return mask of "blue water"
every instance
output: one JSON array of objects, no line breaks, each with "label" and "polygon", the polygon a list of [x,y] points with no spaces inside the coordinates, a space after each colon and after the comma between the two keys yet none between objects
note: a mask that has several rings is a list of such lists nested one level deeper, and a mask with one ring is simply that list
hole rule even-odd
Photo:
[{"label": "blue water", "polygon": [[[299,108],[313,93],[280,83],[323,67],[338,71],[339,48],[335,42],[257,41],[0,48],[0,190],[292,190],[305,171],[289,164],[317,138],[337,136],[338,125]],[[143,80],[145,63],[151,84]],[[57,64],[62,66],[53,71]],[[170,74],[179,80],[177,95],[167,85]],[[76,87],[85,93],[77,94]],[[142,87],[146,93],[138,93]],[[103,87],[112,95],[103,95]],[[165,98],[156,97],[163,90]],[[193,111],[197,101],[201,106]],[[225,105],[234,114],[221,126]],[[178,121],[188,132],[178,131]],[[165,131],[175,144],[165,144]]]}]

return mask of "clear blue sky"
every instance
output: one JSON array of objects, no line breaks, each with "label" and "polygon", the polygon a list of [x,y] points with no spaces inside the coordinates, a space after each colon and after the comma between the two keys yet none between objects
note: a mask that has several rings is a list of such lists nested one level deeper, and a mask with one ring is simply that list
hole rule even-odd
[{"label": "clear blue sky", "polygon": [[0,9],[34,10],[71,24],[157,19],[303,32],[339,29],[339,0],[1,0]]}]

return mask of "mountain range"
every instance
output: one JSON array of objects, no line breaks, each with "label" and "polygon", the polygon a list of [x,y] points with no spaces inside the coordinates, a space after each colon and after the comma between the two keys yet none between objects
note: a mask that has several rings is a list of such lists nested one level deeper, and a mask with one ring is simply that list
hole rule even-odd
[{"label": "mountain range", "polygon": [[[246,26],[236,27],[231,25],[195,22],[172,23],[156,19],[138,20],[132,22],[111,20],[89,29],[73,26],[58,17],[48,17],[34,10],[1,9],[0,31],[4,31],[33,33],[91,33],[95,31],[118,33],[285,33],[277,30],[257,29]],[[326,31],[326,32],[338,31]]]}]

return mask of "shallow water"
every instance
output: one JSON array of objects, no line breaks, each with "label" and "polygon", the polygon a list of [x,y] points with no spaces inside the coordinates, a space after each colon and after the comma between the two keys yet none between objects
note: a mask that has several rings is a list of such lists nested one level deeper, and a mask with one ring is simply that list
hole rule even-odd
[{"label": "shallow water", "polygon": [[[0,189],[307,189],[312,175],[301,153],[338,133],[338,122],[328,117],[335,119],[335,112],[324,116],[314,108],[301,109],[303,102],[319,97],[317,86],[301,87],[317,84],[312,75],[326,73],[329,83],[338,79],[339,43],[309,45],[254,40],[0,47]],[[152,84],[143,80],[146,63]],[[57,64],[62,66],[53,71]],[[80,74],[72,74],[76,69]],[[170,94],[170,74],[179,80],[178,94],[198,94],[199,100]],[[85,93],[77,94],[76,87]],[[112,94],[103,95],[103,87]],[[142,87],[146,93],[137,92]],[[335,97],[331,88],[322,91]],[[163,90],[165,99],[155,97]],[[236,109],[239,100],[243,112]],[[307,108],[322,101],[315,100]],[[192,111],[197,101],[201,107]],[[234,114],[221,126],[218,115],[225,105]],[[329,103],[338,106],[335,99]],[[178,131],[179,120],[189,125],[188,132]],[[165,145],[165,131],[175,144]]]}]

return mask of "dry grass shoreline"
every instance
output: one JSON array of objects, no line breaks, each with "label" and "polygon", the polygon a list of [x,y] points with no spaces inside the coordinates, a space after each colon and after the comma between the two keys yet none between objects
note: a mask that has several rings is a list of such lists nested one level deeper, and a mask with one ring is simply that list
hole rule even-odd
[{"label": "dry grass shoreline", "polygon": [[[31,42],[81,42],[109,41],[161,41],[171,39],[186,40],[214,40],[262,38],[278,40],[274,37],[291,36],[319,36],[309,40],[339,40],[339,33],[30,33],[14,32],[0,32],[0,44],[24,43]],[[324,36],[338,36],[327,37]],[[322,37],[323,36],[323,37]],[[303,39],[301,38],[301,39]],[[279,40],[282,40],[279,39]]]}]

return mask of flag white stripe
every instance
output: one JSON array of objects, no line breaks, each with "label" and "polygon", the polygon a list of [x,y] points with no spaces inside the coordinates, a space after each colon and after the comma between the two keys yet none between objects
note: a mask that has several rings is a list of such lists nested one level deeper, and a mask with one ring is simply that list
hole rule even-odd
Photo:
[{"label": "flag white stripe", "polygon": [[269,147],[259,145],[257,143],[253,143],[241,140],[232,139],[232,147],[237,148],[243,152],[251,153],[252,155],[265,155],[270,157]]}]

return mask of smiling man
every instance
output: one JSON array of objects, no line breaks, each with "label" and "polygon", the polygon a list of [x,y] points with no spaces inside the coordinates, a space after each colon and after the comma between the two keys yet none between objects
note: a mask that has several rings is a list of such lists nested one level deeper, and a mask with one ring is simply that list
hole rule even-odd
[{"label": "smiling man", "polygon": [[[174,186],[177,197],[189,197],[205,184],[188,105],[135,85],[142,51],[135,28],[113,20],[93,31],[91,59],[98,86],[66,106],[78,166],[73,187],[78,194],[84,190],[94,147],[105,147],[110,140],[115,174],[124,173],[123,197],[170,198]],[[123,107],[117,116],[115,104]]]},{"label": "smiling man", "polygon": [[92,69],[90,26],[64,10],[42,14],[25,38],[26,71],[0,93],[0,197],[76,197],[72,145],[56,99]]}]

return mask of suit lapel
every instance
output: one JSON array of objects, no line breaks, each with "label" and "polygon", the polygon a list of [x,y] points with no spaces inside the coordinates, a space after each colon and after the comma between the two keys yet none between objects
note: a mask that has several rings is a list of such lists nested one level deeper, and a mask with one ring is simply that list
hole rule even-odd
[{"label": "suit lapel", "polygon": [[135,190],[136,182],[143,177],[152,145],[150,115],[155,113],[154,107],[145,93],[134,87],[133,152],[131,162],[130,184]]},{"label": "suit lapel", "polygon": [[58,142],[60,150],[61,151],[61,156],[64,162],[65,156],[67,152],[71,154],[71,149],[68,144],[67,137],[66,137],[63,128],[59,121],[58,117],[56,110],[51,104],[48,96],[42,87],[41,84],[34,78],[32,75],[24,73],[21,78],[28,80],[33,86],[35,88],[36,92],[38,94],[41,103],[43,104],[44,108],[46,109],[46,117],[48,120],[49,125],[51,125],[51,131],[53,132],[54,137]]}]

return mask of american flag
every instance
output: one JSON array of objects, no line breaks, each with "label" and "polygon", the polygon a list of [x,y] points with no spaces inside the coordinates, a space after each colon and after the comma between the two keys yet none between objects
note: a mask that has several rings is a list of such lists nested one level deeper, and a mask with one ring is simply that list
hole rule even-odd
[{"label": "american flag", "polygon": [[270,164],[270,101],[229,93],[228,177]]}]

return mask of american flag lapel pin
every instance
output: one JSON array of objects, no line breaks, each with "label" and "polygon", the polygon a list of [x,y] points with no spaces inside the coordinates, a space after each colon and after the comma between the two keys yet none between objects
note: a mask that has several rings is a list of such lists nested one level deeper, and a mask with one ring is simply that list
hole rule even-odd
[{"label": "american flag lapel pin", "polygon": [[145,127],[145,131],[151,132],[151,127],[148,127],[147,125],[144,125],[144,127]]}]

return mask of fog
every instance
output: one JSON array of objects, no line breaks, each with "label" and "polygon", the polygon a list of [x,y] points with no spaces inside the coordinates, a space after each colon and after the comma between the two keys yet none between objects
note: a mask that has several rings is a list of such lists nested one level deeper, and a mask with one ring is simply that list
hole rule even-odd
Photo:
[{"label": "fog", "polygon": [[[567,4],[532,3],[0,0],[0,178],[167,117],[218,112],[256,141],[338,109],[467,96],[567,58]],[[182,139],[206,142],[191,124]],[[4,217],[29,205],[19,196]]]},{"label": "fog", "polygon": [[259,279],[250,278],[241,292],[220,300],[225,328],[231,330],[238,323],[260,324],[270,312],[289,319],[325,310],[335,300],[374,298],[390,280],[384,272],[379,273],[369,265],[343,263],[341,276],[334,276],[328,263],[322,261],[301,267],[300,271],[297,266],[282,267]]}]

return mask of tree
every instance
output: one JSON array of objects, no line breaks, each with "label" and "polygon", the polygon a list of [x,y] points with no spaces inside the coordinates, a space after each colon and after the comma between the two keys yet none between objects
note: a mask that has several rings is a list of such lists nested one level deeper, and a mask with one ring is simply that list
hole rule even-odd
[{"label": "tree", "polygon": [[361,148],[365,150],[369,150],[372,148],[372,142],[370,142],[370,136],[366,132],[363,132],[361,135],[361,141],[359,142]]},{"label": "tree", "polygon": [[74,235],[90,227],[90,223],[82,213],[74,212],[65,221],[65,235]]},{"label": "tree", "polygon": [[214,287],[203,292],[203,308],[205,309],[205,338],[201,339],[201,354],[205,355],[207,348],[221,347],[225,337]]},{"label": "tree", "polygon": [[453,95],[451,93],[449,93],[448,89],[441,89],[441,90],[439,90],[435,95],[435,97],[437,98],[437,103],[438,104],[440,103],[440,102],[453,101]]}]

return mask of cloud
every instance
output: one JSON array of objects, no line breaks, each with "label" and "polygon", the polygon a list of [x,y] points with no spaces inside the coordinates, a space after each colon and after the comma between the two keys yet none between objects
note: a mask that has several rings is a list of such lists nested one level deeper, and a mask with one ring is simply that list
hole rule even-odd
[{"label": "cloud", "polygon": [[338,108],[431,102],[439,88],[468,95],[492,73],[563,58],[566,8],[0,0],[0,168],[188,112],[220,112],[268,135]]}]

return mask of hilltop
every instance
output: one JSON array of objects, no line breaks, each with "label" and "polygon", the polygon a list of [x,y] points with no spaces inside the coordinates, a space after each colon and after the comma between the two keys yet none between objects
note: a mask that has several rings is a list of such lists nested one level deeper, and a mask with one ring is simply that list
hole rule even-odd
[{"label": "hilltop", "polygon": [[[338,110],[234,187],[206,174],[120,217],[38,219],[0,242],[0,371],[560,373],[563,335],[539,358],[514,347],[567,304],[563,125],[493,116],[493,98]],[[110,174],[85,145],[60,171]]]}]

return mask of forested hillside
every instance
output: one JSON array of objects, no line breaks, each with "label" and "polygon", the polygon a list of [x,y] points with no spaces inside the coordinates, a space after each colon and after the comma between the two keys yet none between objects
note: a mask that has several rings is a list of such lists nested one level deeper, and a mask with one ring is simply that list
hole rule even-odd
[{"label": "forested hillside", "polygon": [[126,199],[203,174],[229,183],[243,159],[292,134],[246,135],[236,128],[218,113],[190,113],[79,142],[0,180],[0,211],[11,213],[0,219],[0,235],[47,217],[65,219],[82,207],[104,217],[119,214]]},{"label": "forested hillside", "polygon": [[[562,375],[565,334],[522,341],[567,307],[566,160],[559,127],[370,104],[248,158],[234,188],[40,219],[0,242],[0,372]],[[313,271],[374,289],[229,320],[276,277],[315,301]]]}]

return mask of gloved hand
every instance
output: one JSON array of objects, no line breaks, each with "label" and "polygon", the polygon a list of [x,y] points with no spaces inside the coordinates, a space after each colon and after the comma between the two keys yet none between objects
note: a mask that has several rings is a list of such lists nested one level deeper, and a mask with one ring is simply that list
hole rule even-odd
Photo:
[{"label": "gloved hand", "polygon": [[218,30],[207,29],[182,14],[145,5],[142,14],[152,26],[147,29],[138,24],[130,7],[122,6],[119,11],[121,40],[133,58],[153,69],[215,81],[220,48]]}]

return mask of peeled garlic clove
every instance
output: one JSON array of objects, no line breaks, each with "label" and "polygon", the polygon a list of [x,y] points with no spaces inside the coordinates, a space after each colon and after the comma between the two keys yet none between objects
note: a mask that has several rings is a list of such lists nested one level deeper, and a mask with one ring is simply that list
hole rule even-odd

####

• Instructions to follow: Rewrite the lines from the one with "return mask of peeled garlic clove" through the last line, with "every instance" changed to "all instances" and everything else left as is.

• Response to this task:
return mask of peeled garlic clove
all instances
output: one JSON array of objects, no line breaks, each with "label" and "polygon", the polygon a list of [x,y] points with no spaces inside the coordinates, a space after each colon and after the comma between the two keys yet none between objects
note: a mask that has several rings is a list of such lists nested one level deeper, and a mask with one ring is simply that list
hole rule even-odd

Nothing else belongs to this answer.